*** Opening of Records supplied ***
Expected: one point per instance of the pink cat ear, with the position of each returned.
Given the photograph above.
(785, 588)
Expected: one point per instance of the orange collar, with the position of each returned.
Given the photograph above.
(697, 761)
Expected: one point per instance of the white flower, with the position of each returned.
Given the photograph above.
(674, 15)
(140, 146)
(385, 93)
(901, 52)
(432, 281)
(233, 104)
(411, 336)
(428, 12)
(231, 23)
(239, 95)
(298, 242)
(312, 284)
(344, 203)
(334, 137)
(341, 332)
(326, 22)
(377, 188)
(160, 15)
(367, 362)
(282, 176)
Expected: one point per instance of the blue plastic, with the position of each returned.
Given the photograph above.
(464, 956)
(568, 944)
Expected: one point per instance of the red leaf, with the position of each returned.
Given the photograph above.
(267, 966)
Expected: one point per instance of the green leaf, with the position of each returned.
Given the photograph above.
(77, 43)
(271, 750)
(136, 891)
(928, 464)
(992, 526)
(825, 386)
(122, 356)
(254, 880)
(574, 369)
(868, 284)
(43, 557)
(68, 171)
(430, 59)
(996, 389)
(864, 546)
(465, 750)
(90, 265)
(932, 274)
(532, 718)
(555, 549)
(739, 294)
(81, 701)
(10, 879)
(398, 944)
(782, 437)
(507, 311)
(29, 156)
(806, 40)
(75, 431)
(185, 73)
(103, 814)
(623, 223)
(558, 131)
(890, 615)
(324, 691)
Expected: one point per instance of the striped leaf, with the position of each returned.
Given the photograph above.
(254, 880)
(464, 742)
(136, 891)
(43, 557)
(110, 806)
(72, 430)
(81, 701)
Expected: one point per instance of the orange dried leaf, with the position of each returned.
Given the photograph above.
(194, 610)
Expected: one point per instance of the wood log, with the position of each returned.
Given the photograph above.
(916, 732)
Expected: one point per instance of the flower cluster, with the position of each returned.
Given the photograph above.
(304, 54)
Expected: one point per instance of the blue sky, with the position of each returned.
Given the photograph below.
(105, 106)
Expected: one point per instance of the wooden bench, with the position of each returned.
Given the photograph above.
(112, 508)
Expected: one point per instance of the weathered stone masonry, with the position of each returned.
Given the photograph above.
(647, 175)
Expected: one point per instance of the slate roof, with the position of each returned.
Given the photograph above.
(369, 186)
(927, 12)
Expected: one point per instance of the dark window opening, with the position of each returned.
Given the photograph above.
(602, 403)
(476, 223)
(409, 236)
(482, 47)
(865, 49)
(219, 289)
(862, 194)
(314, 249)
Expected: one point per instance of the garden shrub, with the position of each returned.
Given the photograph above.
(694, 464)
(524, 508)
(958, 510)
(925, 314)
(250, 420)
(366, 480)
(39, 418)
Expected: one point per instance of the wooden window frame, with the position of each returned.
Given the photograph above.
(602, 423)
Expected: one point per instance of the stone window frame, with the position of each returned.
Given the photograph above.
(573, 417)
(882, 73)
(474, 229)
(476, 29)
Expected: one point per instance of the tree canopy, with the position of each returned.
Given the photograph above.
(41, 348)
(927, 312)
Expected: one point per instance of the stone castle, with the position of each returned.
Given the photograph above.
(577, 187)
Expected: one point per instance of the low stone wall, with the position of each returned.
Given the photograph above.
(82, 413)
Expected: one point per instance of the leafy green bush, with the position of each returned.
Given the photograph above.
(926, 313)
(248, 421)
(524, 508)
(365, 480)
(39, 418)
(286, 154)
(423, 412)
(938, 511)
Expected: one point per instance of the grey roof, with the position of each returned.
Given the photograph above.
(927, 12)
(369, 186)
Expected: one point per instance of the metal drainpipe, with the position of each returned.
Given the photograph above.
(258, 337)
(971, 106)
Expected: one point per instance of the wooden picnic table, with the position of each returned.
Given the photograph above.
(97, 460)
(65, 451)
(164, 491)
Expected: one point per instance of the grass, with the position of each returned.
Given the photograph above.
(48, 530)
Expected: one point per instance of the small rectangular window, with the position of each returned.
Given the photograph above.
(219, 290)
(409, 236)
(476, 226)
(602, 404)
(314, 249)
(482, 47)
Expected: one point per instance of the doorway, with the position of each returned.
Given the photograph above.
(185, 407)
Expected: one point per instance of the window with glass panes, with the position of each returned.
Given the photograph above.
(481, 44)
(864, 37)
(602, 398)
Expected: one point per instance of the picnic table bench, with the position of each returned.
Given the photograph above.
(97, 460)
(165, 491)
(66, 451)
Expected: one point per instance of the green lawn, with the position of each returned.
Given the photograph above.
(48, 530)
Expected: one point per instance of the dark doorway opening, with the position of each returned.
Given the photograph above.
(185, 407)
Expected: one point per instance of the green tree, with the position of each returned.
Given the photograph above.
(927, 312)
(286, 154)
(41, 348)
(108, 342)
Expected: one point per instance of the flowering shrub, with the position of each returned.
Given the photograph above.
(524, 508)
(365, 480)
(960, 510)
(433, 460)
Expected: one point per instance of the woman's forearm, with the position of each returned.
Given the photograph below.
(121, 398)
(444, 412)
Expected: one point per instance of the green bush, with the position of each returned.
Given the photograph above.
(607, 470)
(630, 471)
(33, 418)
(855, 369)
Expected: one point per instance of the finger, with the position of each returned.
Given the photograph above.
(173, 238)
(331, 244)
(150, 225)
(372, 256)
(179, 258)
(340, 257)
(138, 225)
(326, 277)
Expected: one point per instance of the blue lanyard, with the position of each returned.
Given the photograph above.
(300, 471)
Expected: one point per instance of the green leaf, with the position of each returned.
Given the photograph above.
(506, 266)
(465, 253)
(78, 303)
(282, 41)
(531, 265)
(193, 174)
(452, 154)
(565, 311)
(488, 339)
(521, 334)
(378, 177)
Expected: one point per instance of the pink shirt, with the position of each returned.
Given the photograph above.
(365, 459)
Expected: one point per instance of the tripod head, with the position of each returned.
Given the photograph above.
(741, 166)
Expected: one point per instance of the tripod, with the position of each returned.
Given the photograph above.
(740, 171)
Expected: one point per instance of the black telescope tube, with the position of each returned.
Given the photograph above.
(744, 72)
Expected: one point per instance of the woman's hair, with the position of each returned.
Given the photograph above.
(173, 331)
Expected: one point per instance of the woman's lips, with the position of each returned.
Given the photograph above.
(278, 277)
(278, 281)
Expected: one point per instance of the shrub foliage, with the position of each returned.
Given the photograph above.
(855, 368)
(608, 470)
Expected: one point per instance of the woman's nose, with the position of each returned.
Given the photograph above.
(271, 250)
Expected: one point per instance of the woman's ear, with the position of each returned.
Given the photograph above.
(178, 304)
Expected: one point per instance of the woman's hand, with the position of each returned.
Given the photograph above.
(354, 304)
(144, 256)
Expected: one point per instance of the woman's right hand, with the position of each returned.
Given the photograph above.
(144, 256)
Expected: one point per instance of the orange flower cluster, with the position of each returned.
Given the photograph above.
*** Close of Records supplied ***
Scan the data above for the word "hand". Copy every line in which it is found.

* [Response to this exercise]:
Expected: one point per instance of the woman's hand, with the position of each returned.
Expected: one point per instance of the woman's right hand, with the position of each returned.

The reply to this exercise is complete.